My appointment with the physiotherapist at the hospital has been cancelled. I got a letter today with a copy of the appointment, and a handwritten note that the appointment had been scheduled in error. I have no idea at all what that is about. The note also said that I would be hearing from the office of an Orthopaedic Surgeon at the hospital. This is a different Orthopaedic Surgeon than the one whose office called the country house and left a message. What a muddle! They have my name though, it will be just a matter of time before they sort themselves out and get around to telling me what is going on.

My knee is holding steady, no pain unless I stand for more than ten minutes, or try to walk about for more than five minutes. My daily walks are still on hold.

We had a mini-blizzard last night, here at the little house in the city. It highlighted just why I like it so much in this neighbourhood. Last night, after the snow abated a bit, I heard a noise outside, and peeked out the curtains to see my neighbour across the street using his snowblower to clear our driveway. Then this morning, the plough went by and left a two foot high, four foot deep, snow bank across the end of the driveway. I had my breakfast, then headed out the door with the snow shovel. I was making a bit of progress, when I stopped to say hello to the new neighbours next door. They are a young couple, and were out shovelling their driveway together. The next thing I knew they were both in my driveway helping me! The fellow quickly took care of the snowbank across the end of the driveway, and they both worked to clear the entire drive, including the snow that came off Tank! He even shovelled a path to the front door!

People here are friendly, and help each other when they can. Such a contrast between here, and the neighbourhood at the country house. We have one good neighbour at the country house, he will clear the end of the driveway for Attila after a snow storm, with his little tractor, so that Attila can get off the road when he comes home for lunch. The other neighbours, permanent and seasonal, well…

When Attila was getting ready to drive down on his last visit, a group of young men knocked on the door. This is pretty shocking, because I think we have only had about four people knock on our door in the last ten years. Anyway, they had come to the cottage across the street, for the weekend, and since the driveway was covered with six feet of packed snow, they had parked in an open area in front of one of the other unoccupied cottages. I guess our second permanent neighbour on our street took offence, and approached them aggressively, so much so that there was almost a fist fight. The upshot was that they knocked on our door, and asked Attila if they could park in our driveway. Attila told them that since he was leaving, they were quite welcome to park there for the weekend, which they did. The conflict they had with our second permanent neighbour is just one of many he has initiated with seasonal people. The permanent neighbour’s obvious intolerance for seasonal property owners is a natural reaction, it comes from so many seasonal people being rude, aggressive, and inconsiderate to the local population.

■ TASK DETAILS ■
Answer these questions from the post about the writer's knee and neighbors:
(a) According to the handwritten note, why was the physiotherapist appointment cancelled?
(b) How long can the writer stand before the knee starts to hurt?
(c) What did the group of young men ask Attila when they knocked on the door?
Nothing in the listing is needed here.

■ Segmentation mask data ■
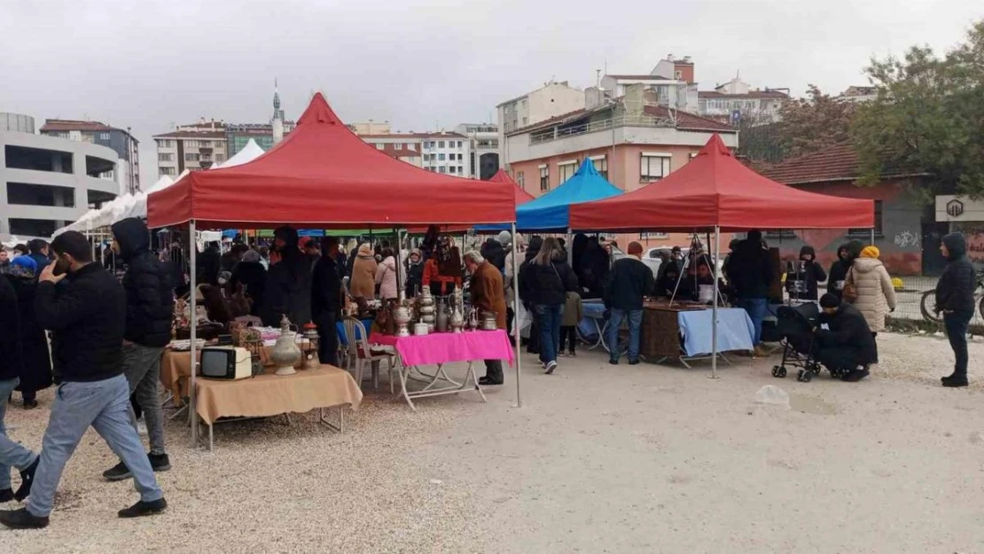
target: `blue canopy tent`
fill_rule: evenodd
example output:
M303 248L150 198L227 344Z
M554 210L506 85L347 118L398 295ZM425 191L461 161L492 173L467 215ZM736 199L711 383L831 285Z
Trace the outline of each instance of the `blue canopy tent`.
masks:
M589 158L568 180L548 192L516 209L516 228L520 231L567 232L570 228L570 206L592 200L601 200L622 194L622 190L609 183L595 169Z

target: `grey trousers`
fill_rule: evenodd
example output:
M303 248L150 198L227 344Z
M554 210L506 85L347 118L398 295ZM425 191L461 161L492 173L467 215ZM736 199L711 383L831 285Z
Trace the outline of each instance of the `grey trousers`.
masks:
M65 463L90 426L133 473L134 486L141 500L153 502L163 498L151 461L140 444L140 435L128 421L133 418L127 415L132 412L128 391L122 375L103 381L69 382L58 386L48 428L41 441L40 462L28 499L28 512L32 516L45 517L51 513Z
M160 355L164 349L141 344L123 345L123 375L130 385L130 394L144 410L151 454L164 454L164 411L160 407ZM130 420L137 428L137 416L130 409Z

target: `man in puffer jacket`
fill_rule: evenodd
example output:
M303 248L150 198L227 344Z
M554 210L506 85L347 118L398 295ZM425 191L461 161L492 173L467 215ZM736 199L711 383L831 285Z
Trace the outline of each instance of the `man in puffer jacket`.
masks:
M151 234L144 221L128 217L113 223L113 251L127 265L123 276L126 292L126 330L123 338L123 374L136 394L147 421L151 443L148 458L154 471L171 468L164 451L164 413L160 408L160 355L171 340L174 315L173 272L151 252ZM131 413L134 428L136 417ZM133 476L120 462L102 476L119 481Z
M974 266L967 259L967 241L963 233L943 237L940 251L947 258L947 268L936 284L936 311L943 312L950 346L956 363L953 373L942 379L944 387L967 386L967 325L974 315L974 289L977 287Z

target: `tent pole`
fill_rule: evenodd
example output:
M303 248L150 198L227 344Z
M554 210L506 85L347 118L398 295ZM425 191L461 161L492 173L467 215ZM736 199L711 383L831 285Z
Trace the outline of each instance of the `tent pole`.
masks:
M523 340L520 339L520 265L516 263L516 250L519 248L520 241L516 237L516 222L513 222L513 275L510 278L513 279L513 331L516 332L514 339L516 343L516 407L523 407L523 398L520 396L520 343Z
M717 379L717 282L721 278L721 270L717 259L721 256L721 227L714 225L714 303L710 311L710 378Z
M198 444L198 407L195 402L197 396L195 395L195 374L198 373L198 363L196 363L195 358L195 339L198 338L198 288L195 282L195 264L198 254L198 240L195 239L195 219L188 221L188 246L191 253L191 270L189 271L189 283L191 288L188 292L188 300L191 305L191 349L189 353L191 355L191 386L188 389L188 413L191 415L191 446L195 448Z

■ TASK OUTPUT ■
(a) The appointment had been scheduled in error.
(b) The knee hurts only after the writer stands for more than ten minutes.
(c) They asked if they could park in the driveway.